### What you are asked to do
Below is some material; transcribe all of it exactly.

### Given data
——————

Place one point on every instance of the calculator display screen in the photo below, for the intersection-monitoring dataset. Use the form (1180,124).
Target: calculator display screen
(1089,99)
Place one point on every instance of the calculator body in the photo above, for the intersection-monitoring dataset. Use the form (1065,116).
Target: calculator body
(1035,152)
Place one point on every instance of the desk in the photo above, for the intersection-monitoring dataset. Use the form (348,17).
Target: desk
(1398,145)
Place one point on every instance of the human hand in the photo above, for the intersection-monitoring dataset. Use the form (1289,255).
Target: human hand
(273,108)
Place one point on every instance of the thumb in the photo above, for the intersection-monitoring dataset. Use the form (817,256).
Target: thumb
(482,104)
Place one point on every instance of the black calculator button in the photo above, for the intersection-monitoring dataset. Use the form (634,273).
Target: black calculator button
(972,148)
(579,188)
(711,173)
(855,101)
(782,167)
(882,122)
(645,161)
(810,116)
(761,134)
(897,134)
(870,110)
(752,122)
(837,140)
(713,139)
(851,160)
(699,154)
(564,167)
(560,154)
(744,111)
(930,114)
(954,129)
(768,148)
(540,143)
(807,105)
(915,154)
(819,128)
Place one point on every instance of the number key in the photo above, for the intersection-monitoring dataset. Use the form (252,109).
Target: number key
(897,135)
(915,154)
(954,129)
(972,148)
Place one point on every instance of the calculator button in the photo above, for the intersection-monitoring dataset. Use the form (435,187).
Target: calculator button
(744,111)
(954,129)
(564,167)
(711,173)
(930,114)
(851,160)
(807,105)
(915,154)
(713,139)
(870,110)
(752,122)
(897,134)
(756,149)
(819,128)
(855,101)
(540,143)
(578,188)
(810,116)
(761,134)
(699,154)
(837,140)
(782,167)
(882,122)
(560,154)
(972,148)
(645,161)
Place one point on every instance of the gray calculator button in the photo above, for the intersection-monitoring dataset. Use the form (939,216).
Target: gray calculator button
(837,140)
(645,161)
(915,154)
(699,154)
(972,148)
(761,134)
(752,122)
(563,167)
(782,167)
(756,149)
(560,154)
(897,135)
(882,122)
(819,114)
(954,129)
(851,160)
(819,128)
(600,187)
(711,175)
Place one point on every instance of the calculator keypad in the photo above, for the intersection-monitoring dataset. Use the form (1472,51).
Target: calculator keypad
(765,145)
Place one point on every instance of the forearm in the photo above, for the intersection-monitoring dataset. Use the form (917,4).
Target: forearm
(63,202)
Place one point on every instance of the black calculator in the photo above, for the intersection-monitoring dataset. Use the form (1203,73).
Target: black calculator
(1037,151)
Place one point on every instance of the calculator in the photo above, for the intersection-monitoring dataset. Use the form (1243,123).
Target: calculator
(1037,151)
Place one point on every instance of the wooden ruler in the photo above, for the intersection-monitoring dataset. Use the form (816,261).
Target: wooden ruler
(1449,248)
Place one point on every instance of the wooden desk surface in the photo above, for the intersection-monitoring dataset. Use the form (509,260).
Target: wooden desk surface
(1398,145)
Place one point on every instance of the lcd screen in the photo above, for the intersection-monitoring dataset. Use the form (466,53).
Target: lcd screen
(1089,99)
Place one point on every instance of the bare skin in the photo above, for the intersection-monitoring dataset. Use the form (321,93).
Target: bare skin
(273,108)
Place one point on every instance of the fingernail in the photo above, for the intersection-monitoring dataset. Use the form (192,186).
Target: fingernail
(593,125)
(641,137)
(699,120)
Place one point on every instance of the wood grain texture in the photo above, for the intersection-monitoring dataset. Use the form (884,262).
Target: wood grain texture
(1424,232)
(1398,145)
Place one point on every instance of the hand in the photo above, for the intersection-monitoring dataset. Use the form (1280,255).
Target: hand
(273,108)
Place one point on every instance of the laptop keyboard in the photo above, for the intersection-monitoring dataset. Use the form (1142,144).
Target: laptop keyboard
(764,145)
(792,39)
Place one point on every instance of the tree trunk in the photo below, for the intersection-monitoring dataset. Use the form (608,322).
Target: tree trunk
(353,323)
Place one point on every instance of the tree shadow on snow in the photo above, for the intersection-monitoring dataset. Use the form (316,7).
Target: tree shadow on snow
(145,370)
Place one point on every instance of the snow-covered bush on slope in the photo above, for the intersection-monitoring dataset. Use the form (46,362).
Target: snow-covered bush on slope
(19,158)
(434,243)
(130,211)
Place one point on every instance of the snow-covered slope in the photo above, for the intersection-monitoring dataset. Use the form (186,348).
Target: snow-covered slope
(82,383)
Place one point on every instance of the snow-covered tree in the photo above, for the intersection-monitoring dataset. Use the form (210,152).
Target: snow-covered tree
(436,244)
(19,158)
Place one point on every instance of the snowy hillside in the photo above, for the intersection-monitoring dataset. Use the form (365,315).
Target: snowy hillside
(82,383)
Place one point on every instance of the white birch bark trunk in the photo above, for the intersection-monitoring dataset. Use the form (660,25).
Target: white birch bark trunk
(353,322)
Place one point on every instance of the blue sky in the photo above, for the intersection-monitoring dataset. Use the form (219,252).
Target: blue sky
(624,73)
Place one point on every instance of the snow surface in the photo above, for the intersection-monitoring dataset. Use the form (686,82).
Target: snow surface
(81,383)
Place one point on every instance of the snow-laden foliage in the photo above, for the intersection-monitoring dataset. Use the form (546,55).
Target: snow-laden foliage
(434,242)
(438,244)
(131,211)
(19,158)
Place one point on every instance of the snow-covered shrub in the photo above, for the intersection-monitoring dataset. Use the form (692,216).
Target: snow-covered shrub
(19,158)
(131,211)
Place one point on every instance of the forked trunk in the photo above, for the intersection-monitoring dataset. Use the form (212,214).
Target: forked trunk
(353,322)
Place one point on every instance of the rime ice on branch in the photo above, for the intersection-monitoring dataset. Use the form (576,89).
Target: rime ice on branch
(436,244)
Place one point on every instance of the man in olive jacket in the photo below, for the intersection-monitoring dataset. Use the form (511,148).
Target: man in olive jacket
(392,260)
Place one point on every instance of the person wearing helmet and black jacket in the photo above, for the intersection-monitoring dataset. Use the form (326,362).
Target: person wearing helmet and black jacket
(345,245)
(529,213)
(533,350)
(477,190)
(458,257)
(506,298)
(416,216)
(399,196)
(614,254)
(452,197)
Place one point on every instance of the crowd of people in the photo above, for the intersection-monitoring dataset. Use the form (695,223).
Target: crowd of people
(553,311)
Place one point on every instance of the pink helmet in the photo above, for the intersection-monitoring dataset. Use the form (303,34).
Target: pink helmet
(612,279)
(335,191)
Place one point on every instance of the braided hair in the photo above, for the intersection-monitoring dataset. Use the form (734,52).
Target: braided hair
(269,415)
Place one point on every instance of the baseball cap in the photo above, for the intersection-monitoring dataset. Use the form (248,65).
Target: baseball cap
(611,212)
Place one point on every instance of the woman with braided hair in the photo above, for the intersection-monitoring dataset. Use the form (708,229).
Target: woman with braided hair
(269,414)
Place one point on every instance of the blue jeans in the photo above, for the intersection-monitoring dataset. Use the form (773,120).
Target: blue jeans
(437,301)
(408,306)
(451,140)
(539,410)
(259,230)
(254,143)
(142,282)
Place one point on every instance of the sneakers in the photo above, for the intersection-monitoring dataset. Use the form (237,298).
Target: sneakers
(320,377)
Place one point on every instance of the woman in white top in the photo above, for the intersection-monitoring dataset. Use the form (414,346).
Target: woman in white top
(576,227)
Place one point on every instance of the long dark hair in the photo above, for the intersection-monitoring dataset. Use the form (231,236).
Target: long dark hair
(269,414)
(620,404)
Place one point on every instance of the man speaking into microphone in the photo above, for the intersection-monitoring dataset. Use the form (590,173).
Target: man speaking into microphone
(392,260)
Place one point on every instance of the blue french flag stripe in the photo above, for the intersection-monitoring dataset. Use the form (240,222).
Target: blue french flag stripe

——————

### Result of this exercise
Place one point on every instance of the calculator display screen in the photo below, for the intersection-monitoring dataset. Use the form (1180,124).
Target: calculator display screen
(1089,99)
Place one point on every instance of the calculator body in the photo above, for the intersection-monitoring dataset. Use the form (1065,116).
Target: calculator body
(1035,152)
Place one point on every instance of the desk in the photo above, for the intersection-monitoring dataset. Use the form (348,17).
Target: desk
(1398,145)
Place one point on every instance of the human hand in the photo above, for the intersection-monitoring dataset. Use the form (1289,255).
Target: human hand
(273,108)
Place one point on every instance of the thumb in the photo above, for the intersection-monitoring dataset. Use the form (817,256).
Target: thumb
(482,104)
Place one point on every instance of the black calculator button in the photo above, for the intersection-monitoring dataset. Use the form (634,273).
Target: black calculator button
(972,148)
(579,188)
(711,173)
(855,101)
(782,167)
(882,122)
(645,161)
(810,116)
(761,134)
(897,134)
(870,110)
(752,122)
(837,140)
(713,139)
(851,160)
(699,154)
(564,167)
(560,154)
(744,111)
(930,114)
(954,129)
(768,148)
(540,143)
(807,105)
(915,154)
(819,128)
Place one point on every instance of the number key in the photo above, for the intersection-monitoring dataset. Use the form (252,109).
Target: number key
(897,135)
(915,154)
(954,129)
(972,148)
Place one point on every instance of the calculator button in the photo above, for the intersection-monitoring dataset. Use the form (435,187).
Target: calculator button
(744,111)
(954,129)
(564,167)
(711,173)
(930,114)
(851,160)
(807,105)
(915,154)
(713,139)
(870,110)
(752,122)
(897,134)
(756,149)
(819,128)
(855,101)
(540,143)
(578,188)
(810,116)
(761,134)
(699,154)
(837,140)
(782,167)
(882,122)
(560,154)
(972,148)
(645,161)
Place one point on every instance of the gray calculator button in the photo above, for the intersection-monitoring dataset. Use the form (939,216).
Target: gray calculator button
(837,140)
(645,161)
(915,154)
(699,154)
(972,148)
(761,134)
(752,122)
(563,167)
(782,167)
(756,149)
(560,154)
(897,135)
(882,122)
(819,114)
(954,129)
(851,160)
(819,128)
(600,187)
(711,175)
Place one point on every instance of the calculator keypad in the photo above, for the intersection-monitoring dataset. Use the form (1472,51).
Target: calculator keypad
(765,145)
Place one point on every instance of the forearm in the photo above, for the intersection-monitoring dataset. Use the form (917,4).
Target: forearm
(63,202)
Place one point on every instance of the black calculator in the photo above, for the intersection-monitoring dataset. Use the form (1203,73).
Target: black calculator
(1037,151)
Place one point on every instance of the calculator in the photo above, for the intersection-monitoring dataset. Use the form (1243,123).
Target: calculator
(1037,151)
Place one point on every instance of the wooden ruler in the photo above, for the intersection-monitoring dataset. Use the form (816,261).
Target: wooden ruler
(1449,248)
Place one point on every instance of the wooden desk surface in the photo above, for the intersection-monitoring dataset. Use the form (509,260).
Target: wooden desk surface
(1398,145)
Place one point on every instance of the lcd screen in the photo above, for the intersection-monitoring dataset. Use the form (466,53).
Target: lcd screen
(1089,99)
Place one point on every instance of the bare skin in the photo above, for the intersection-monitoring dataset. Use the form (321,93).
Target: bare skin
(273,108)
Place one point on every instance of the fingernail in the photo above, for the intersection-monitoring dataset. Use the form (192,186).
Target: fingernail
(593,125)
(641,137)
(699,120)
Place one point on every instance of the wood grain texture in the photo above, for the intersection-monitoring dataset. Use the form (884,262).
Target: wood grain texture
(1424,232)
(1398,145)
Place one point on every instance of the hand in the photo above, for the intersection-monitoring dataset. Use the form (1280,255).
Target: hand
(273,108)
Place one point on every instance of the laptop keyboard in the photo above, for the intersection-monitoring dataset. Use the form (1142,144).
Target: laptop keyboard
(764,145)
(792,39)
Place one point on every instance of the tree trunk in the photo below, for the intersection-monitoring dataset. Use the form (608,322).
Target: tree trunk
(353,323)
Place one point on every instance of the tree shadow on snow in the photo above, for the intersection-monitoring dataset. Use the form (316,7).
Target: tree shadow on snow
(145,370)
Place one point on every instance of the snow-covered bush on slope in the photo above, for the intersection-monitoring dataset. Use the form (46,362).
Target: snow-covered bush on slope
(19,158)
(434,243)
(130,211)
Place one point on every instance of the snow-covered slope in the photo above, for the intersection-monitoring dataset. Use the form (186,348).
Target: snow-covered slope
(82,383)
Place one point on every instance of the snow-covered tree in the photo above, for the intersection-monitoring dataset. Use the form (210,152).
Target: snow-covered tree
(436,244)
(19,158)
Place one point on every instance of the snowy hillside in the photo above, for the intersection-monitoring dataset. Use the form (365,315).
Target: snowy hillside
(82,383)
Place one point on every instance of the white birch bark trunk in the photo above, for the intersection-monitoring dataset. Use the form (660,25).
Target: white birch bark trunk
(353,322)
Place one point on every instance of the blue sky in the photo above, for the intersection-monitoring dataset. Use the form (219,252).
Target: blue sky
(624,73)
Place one point on every instance of the snow surface in the photo above, for the intersection-monitoring dataset. Use the form (686,82).
Target: snow surface
(81,383)
Place one point on every instance of the snow-laden foliage in the photo above, for the intersection-monitoring dataset. Use the form (546,55).
Target: snow-laden foliage
(434,242)
(438,244)
(131,211)
(19,158)
Place one point on every instance of the snow-covered shrub in the photo above, for the intersection-monitoring dataset. Use the form (692,216).
Target: snow-covered shrub
(19,158)
(131,211)
Place one point on every instance of the forked trunk in the photo above, for the intersection-monitoring dataset. Use the form (212,214).
Target: forked trunk
(353,322)
Place one point on every instance of the rime ice on branch in the photo above, for the intersection-monitoring dataset. Use the form (576,89).
Target: rime ice on branch
(436,244)
Place one point on every instance of the man in olive jacket in the photo below, for the intersection-monitoring dataset. Use the form (511,148).
Target: man in olive jacket
(392,260)
Place one point on every instance of the person wearing helmet and black jacket in the photo above, for the intersection-monitoring dataset. Use the form (326,362).
Target: person wearing helmet and black jacket
(345,245)
(529,213)
(533,350)
(477,190)
(458,257)
(506,298)
(416,216)
(399,196)
(614,254)
(452,197)
Place one point on every instance of the crowd of people in the photo above, for the intersection-monitoring dataset. Use the form (695,223).
Target: crowd of people
(553,311)
Place one point on every instance of the pink helmet in the photo above, for the intersection-monitoring dataset. Use the form (303,34).
Target: pink helmet
(612,279)
(335,191)
Place one point on every instance of the braided hair in the photo above, for the intersection-monitoring dataset. Use the form (734,52).
Target: braided hair
(269,415)
Place one point on every instance of the baseball cap in the photo above, for the intersection-monitoring dataset. Use the form (248,65).
Target: baseball cap
(611,212)
Place one point on every instance of the woman with braided hair in the photo above, for the intersection-monitoring dataset. Use the form (708,229).
Target: woman with braided hair
(269,414)
Place one point on every instance of the blue jeans in the photo above, for the intersection-monitoring dataset. Use the form (773,120).
Target: blue jeans
(437,301)
(408,306)
(451,140)
(539,410)
(259,230)
(254,143)
(142,282)
Place one point on every instance of the sneakers in the photo above, for the intersection-monitoring dataset. Use the form (237,298).
Target: sneakers
(320,377)
Place one point on every instance of the woman in white top in the photo above, for the intersection-monitoring dataset. Use the form (414,346).
Target: woman in white top
(576,227)
Place one point on every instance of the long dark hair in the photo above, for the intersection-monitoring dataset. Use the form (231,236).
Target: long dark hair
(269,414)
(620,404)
Place one point on every instance of the man speaking into microphone in the photo above, for the intersection-monitoring dataset. Use the form (590,173).
Target: man speaking into microphone
(392,260)
Place one point on every instance of the blue french flag stripe in the photo above, for the intersection-monitoring dataset. Use the form (240,222).
Target: blue french flag stripe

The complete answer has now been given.